DATA SUPPLIED

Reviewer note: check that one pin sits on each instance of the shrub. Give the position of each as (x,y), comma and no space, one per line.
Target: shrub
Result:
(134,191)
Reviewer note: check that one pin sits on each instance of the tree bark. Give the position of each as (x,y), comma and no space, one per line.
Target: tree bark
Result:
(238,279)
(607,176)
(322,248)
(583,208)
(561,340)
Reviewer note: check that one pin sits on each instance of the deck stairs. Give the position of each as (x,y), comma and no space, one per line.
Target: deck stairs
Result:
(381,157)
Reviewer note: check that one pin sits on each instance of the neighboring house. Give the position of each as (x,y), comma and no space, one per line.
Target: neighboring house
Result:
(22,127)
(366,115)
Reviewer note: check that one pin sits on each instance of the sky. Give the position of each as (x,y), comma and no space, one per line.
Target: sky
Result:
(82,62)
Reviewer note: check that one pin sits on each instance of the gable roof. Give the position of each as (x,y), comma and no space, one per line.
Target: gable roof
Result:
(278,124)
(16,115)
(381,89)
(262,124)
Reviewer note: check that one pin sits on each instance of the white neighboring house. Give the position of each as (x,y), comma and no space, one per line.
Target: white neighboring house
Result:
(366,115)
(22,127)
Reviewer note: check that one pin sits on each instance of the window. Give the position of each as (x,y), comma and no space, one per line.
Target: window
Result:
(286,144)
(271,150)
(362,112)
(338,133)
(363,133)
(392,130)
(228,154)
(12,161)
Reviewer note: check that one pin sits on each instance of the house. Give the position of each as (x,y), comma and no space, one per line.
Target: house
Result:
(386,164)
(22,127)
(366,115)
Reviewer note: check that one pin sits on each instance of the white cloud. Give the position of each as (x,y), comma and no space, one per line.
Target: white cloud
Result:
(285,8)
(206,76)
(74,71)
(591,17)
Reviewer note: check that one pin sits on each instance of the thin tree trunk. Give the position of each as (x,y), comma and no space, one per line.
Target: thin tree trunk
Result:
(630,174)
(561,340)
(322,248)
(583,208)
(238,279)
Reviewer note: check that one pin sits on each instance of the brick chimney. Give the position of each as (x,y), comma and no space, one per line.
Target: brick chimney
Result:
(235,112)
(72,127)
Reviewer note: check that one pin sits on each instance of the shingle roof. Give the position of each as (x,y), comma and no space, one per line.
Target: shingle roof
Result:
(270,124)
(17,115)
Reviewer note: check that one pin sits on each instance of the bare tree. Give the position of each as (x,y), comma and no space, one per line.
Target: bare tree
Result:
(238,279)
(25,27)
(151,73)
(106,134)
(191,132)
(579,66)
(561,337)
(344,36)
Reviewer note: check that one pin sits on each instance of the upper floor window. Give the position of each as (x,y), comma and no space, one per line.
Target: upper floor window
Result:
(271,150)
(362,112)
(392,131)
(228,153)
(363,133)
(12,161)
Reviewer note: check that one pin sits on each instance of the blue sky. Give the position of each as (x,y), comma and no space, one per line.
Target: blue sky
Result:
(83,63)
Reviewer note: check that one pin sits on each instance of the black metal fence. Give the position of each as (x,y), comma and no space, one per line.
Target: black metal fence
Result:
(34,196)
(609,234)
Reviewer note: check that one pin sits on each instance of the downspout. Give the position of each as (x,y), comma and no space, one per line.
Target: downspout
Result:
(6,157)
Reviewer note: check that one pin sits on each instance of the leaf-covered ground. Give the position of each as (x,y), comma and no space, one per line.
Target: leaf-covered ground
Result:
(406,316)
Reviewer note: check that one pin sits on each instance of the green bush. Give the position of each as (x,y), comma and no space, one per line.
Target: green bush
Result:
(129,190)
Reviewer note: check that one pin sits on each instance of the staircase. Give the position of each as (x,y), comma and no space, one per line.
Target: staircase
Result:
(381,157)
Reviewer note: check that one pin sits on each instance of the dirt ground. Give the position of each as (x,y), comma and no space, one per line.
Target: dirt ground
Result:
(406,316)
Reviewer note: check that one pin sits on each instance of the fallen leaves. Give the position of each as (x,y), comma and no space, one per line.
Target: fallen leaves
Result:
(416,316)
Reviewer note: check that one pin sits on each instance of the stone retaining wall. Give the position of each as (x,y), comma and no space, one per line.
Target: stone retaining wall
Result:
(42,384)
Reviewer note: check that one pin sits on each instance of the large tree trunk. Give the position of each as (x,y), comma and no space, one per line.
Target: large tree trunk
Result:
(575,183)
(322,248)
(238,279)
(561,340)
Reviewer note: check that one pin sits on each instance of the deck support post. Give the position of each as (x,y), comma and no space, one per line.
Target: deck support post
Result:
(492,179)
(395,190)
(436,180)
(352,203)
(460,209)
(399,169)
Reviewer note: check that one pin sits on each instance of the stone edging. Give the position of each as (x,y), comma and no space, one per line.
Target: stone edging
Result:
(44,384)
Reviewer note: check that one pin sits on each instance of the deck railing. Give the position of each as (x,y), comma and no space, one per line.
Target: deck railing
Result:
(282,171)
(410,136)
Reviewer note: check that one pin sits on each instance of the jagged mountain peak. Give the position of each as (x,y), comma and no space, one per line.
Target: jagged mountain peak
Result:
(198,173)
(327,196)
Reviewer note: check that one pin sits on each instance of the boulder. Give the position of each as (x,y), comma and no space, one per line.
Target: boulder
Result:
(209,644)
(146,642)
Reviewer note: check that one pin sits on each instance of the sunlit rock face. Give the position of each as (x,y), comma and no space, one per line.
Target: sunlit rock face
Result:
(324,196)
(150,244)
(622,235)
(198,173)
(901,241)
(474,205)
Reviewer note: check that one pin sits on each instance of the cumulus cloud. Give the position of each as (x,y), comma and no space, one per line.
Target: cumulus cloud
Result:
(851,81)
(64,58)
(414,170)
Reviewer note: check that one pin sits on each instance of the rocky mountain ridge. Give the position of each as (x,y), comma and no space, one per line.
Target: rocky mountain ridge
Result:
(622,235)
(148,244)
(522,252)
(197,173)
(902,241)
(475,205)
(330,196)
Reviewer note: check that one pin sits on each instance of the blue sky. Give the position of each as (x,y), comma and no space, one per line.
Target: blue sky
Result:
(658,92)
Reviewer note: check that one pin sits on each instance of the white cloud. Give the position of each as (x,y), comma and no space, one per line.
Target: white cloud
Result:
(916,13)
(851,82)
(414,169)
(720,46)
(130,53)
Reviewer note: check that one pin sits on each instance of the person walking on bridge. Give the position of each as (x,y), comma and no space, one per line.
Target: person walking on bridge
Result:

WHAT YOU NEED TO DO
Copy out the full listing exactly.

COMPLETED EXERCISE
Reviewer note: check that one pin sits on each instance of the shrub. Give the position of each as (x,y), comma and no space, one per line.
Target: shrub
Result:
(134,191)
Reviewer note: check that one pin sits on each instance of the tree bark. Give the position of each as (x,y), comma and no space, one per line.
Target: tree bark
Result:
(238,279)
(607,176)
(322,248)
(583,208)
(561,340)
Reviewer note: check that one pin sits on each instance of the deck stairs. Give the position of each as (x,y), comma and no space, one per line.
Target: deck stairs
Result:
(381,157)
Reviewer note: check that one pin sits on each instance of the neighboring house. Give the position of each as (x,y), comma and no space, one per line.
Target: neighboring house
Result:
(22,127)
(366,115)
Reviewer note: check that one pin sits on each instance of the sky. Give the position of each as (x,y), comma and no space, one per line.
Target: sky
Result:
(82,62)
Reviewer note: check that one pin sits on each instance of the gable roof. Give the position of each as (x,y), comma and no space, one per line.
Target: gable roof
Result:
(278,124)
(16,115)
(381,89)
(262,124)
Reviewer note: check that one pin sits on each instance of the white neighboring house. Give the position of each as (x,y), comma and no space, one per line.
Target: white neighboring house
Result:
(366,115)
(22,127)
Reviewer note: check that one pin sits on each instance of the window. Give the position of each as (x,y), comma and no space, one per line.
Target: window
Result:
(286,144)
(271,150)
(362,112)
(338,133)
(363,133)
(392,130)
(228,154)
(12,161)
Reviewer note: check that one pin sits on each instance of the house. Give the position of each as (x,y), comma and no space, one per line.
Target: house
Result:
(386,164)
(22,127)
(366,115)
Reviewer note: check that one pin sits on each instance of the white cloud. Give the position of each as (x,y), comma and no space, one per line.
Target: white cloud
Result:
(285,8)
(206,76)
(74,71)
(591,17)
Reviewer note: check that one pin sits on each instance of the thin tree trunk. Give the position of each as (x,y), comma and no space, one per line.
Target: thin tree trunk
Result:
(630,174)
(561,340)
(322,248)
(583,208)
(238,279)
Reviewer note: check that one pin sits on each instance of the brick chimney. Give the position of each as (x,y), comma and no space, one per line.
Target: brick chimney
Result:
(235,112)
(72,127)
Reviewer note: check that one pin sits on each instance of the shingle roof. Give the position of each as (x,y), comma and no space, one per line.
Target: shingle roof
Result:
(270,124)
(17,115)
Reviewer note: check that one pin sits on each instance of the bare tree. Give the position of each as (x,y), comma and no space, one per line.
Target: bare tree
Result:
(238,279)
(25,27)
(151,73)
(106,134)
(191,132)
(579,66)
(561,337)
(344,36)
Reviewer note: check that one pin sits on each instance of the upper floor window. Give the position of each as (x,y), comma and no space, one per line.
Target: upper floor window
Result:
(271,150)
(362,112)
(392,131)
(228,153)
(363,133)
(12,161)
Reviewer note: check that one pin sits on each instance of the blue sky. Give the position of each as (x,y), comma and no space, one per line.
Target: blue sky
Result:
(83,63)
Reviewer note: check that one pin sits on each instance of the black metal fence. Give the position of each as (x,y), comma and no space, one per line.
Target: black metal fence
Result:
(34,196)
(609,234)
Reviewer note: check that one pin sits on each instance of the downspout. Give the position of each as (x,y), comma and no space, one per line.
Target: downspout
Result:
(6,157)
Reviewer note: check that one pin sits on each instance of the leaf-covered ground. Give the position of each as (x,y), comma and no space, one per line.
Target: leaf-covered ground
Result:
(406,316)
Reviewer note: check that one pin sits on each instance of the green bush. Give the position of each as (x,y), comma and no space, one per line.
Target: green bush
Result:
(129,190)
Reviewer note: check that one pin sits on each instance of the staircase. Give the position of each as (x,y), comma and no space, one per line.
Target: staircase
Result:
(381,157)
Reviewer note: check that one pin sits on each instance of the dirt ground. Give the position of each as (x,y), comma and no space, one per line.
Target: dirt ground
Result:
(406,316)
Reviewer note: check that one pin sits on each instance of the fallen leaves. Give the position of each as (x,y), comma and no space, one per line.
Target: fallen leaves
Result:
(416,316)
Reviewer note: check that one pin sits on each instance of the stone retaining wall. Give the position of each as (x,y), comma and no space, one per line.
Target: stone retaining wall
Result:
(42,384)
Reviewer note: check that one pin sits on each instance of the large tree trunk. Give the position of each as (x,y), comma and no space, one per line.
Target: large tree trunk
Result:
(575,183)
(322,248)
(238,279)
(561,340)
Reviewer note: check that one pin sits on each instance of the deck support post. Give the position of each as (x,y), comma and no space, one per line.
Target: deck support post
Result:
(492,179)
(395,190)
(436,180)
(352,203)
(460,209)
(399,169)
Reviewer note: check that one pin sits on each instance of the stone edging. Give the position of each as (x,y), comma and no space, one per line.
Target: stone edging
Result:
(44,384)
Reviewer note: check that one pin sits on each instance of the deck railing. Give the position of each as (x,y), comma and no space, one per line.
Target: deck railing
Result:
(282,171)
(410,136)
Reviewer note: check that one pin sits on each instance of the jagged mountain peak. Give the position of each as (x,y), comma and no space, one per line.
Target: jagged mountain peak
Result:
(198,173)
(327,196)
Reviewer note: check that one pin sits on each instance of the boulder. Give the position of each as (x,y), comma and no space, one per line.
Target: boulder
Result:
(209,644)
(146,642)
Reviewer note: check that one pin sits on each instance of the sunlit rock face. Give the position of each as (x,y), comma and no space, one per line.
Target: sunlit rock face
Result:
(324,196)
(150,244)
(622,235)
(198,173)
(901,241)
(474,205)
Reviewer note: check that one pin sits on each instance of the cumulus cloud. Give the position of each as (x,y), comma and no space, one per line.
Target: cumulus cloud
Result:
(851,81)
(64,58)
(414,170)
Reviewer note: check that one pin sits on each instance of the rocky mountain ridge. Give the position of each as (x,y), comma and no space, one per line.
Target: rocky mountain ridge
Result:
(622,235)
(148,244)
(522,252)
(197,173)
(902,241)
(475,205)
(330,196)
Reviewer note: check that one pin sits on each instance of the blue sky. Give the position of each as (x,y), comma and no space, one per line.
Target: blue sky
Result:
(658,92)
Reviewer note: check that one pin sits on each instance of the white cloud. Give the position of each as (x,y), comma and no space, one per line.
Target: white cloud
Result:
(916,13)
(851,82)
(414,169)
(720,46)
(130,53)
Reviewer note: check that one pin sits on each instance of the person walking on bridge. Give the position of each as (x,y), comma and no space, one per line.
Target: person walking on bridge
Result:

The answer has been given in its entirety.